**JOB**
Rewrite the rows below as a numbered list, omitting any blank lines.

**RAW RECORDS**
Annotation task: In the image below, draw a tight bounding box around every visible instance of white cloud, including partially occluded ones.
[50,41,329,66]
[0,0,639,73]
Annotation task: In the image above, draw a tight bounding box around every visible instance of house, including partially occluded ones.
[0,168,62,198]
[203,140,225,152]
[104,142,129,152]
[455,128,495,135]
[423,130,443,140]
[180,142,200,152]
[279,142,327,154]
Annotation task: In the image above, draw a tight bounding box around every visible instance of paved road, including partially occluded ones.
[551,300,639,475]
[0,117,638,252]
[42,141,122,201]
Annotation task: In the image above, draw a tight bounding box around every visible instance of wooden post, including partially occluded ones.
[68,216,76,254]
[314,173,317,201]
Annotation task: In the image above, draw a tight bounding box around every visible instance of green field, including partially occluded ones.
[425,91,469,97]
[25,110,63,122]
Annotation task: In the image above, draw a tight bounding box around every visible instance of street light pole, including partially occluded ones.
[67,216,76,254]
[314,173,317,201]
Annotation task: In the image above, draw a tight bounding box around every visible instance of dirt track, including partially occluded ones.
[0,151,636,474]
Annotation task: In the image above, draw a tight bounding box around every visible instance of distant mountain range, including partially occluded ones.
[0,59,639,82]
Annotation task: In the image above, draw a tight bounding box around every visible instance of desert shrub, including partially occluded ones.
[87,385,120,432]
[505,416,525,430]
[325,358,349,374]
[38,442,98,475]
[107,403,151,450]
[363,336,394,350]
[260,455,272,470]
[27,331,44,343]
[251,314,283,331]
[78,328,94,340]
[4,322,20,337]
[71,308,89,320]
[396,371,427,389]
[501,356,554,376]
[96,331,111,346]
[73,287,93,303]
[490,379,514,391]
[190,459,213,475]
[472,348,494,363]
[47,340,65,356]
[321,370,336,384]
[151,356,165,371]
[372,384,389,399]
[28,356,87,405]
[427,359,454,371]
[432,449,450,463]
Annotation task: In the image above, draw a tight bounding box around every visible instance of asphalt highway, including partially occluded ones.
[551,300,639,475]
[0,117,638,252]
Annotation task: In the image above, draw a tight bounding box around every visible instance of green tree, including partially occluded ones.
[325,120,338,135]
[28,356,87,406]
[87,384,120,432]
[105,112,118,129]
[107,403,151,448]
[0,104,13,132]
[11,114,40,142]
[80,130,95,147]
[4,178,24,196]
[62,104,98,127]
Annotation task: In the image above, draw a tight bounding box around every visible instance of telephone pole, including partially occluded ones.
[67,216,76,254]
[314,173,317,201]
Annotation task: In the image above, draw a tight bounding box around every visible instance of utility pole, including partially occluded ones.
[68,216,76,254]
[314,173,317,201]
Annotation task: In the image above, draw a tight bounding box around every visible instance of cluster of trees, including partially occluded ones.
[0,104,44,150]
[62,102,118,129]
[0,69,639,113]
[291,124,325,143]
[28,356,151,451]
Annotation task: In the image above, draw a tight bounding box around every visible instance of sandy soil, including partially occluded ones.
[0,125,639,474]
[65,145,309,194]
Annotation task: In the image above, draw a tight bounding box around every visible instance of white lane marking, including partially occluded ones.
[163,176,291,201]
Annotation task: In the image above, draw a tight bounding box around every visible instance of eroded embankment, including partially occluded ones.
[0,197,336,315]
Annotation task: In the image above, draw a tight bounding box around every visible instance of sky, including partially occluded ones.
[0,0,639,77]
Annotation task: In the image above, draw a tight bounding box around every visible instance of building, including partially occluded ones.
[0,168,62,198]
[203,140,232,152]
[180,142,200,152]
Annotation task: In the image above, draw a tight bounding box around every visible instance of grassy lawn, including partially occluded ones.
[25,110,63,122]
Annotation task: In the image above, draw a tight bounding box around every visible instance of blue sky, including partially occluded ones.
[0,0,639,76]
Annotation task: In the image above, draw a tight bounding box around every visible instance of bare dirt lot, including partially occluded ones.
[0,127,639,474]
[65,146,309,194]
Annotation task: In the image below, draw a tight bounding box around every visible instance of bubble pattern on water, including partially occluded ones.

**THE COMPLETED TASK**
1. Annotation task: In the image below, draw a tight bounding box around every visible instance of white cloud, including partially occluded ones.
2. [50,41,329,66]
3. [0,0,639,73]
4. Annotation task: In the image above, draw a tight bounding box around every visible instance of house, including partially occluded ones.
5. [0,168,62,198]
6. [203,140,225,152]
7. [104,142,129,152]
8. [455,128,495,135]
9. [423,130,443,140]
10. [180,142,200,152]
11. [279,142,327,154]
12. Annotation task: In the image above, draw a tight bounding box around every visible instance of paved road, including partially occluded ones.
13. [551,300,639,475]
14. [0,117,638,252]
15. [42,141,122,201]
16. Annotation task: In the image above, draw a tight bounding box around every visible instance of wooden post, including partially occluded ones.
17. [68,216,76,254]
18. [314,173,317,201]
19. Annotation task: In the image above, draw a tight bounding box around every visible instance of green field, including partially occluded ones.
20. [425,91,469,97]
21. [25,110,63,122]
22. Annotation task: In the image above, draw a tight bounding box around every visible instance of street light pole, including partially occluded ones.
23. [67,216,76,254]
24. [314,173,317,201]
25. Annotation task: In the image above, draw a tight bounding box around every visible instance of dirt track, including partially occluded ones.
26. [0,151,636,474]
27. Annotation task: In the image above, draw a tight bounding box around every visible instance of distant mountain range, including partially occluded ones.
28. [0,59,639,82]
29. Annotation task: In the image above, draw a tight bounding box around every visible instance of desert shrub, including partially occluded ones.
30. [87,385,120,432]
31. [505,416,525,430]
32. [325,358,349,374]
33. [38,442,98,475]
34. [107,403,151,450]
35. [363,336,394,350]
36. [260,455,272,470]
37. [27,331,44,343]
38. [251,314,283,331]
39. [78,328,94,340]
40. [4,322,20,337]
41. [71,308,89,320]
42. [396,371,427,389]
43. [501,356,554,376]
44. [96,331,111,346]
45. [73,287,93,303]
46. [490,379,514,391]
47. [190,459,213,475]
48. [472,348,494,363]
49. [47,340,65,356]
50. [321,370,336,384]
51. [151,356,165,371]
52. [372,384,389,399]
53. [28,356,87,405]
54. [427,359,454,371]
55. [432,449,450,463]
56. Annotation task: In the image above, draw a tight bounding box around every visible instance of asphalt highway, including partially occluded ones.
57. [551,300,639,475]
58. [0,117,638,252]
59. Annotation task: In the image above, draw a tight bounding box around every visible instance of green tree, including partially occluded ones.
60. [325,120,338,135]
61. [28,356,87,406]
62. [87,384,120,432]
63. [105,112,118,129]
64. [107,403,151,448]
65. [0,104,13,132]
66. [11,114,40,142]
67. [80,130,95,147]
68. [4,178,24,196]
69. [62,104,98,127]
70. Annotation task: In the image above, draw a tight bounding box around every visible instance of telephone pole, including partially occluded ones.
71. [67,216,76,254]
72. [314,173,317,201]
73. Annotation task: In the image above, draw a tight bounding box around every visible instance of utility pole, including partially occluded ones.
74. [68,216,76,254]
75. [314,173,317,201]
76. Annotation task: In the image above, draw a tight bounding box around every visible instance of cluster of trees, including partially occluded ones.
77. [0,104,44,150]
78. [62,102,118,129]
79. [0,69,639,113]
80. [291,124,325,143]
81. [28,356,151,451]
82. Annotation task: In the image above, draw a tight bounding box around every visible instance of sandy soil, including partially occluded ones.
83. [0,125,639,474]
84. [65,145,309,194]
85. Annotation task: In the image above, draw a tight bounding box around every visible instance of white lane marking, including partially occluded ones.
86. [163,176,291,201]
87. Annotation task: In the image above, draw a tight bounding box around every visible instance of eroded embankment, including partially occluded ones.
88. [0,197,336,315]
89. Annotation task: In the image above, draw a tight bounding box around every visible instance of sky, including partially occluded ones.
90. [0,0,639,77]
91. Annotation task: In the image above, draw a tight bounding box around every visible instance of building, including partially occluded ones.
92. [0,168,62,198]
93. [203,140,232,152]
94. [180,142,200,152]
95. Annotation task: In the image above, draw a tight bounding box around every visible instance of grassy lawn, including partially occluded ones.
96. [25,110,63,122]
97. Annotation task: In the image above, draw a tight bounding box around every visible instance of blue sky, including partially occluded ones.
98. [0,0,639,76]
99. Annotation task: In the image above, draw a tight bounding box around every visible instance of bare dirt lot, including partially occluded ones.
100. [0,127,639,474]
101. [65,146,309,194]
102. Annotation task: In the image below, draw a tight bounding box around every visible instance of bubble pattern on water, including partially occluded ones.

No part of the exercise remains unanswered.